Exercise instructions:
Copy out the records that appear below, exactly as each one reads.

------ Supplied material ------

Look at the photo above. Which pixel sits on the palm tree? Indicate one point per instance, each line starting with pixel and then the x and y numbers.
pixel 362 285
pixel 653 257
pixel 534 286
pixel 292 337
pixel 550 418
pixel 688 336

------

Written response:
Look at the photo above. Which pixel sits on the palm tree? Indicate one point per instance, each line starting with pixel and then the x and y numbers.
pixel 362 285
pixel 653 257
pixel 534 286
pixel 292 337
pixel 550 418
pixel 688 336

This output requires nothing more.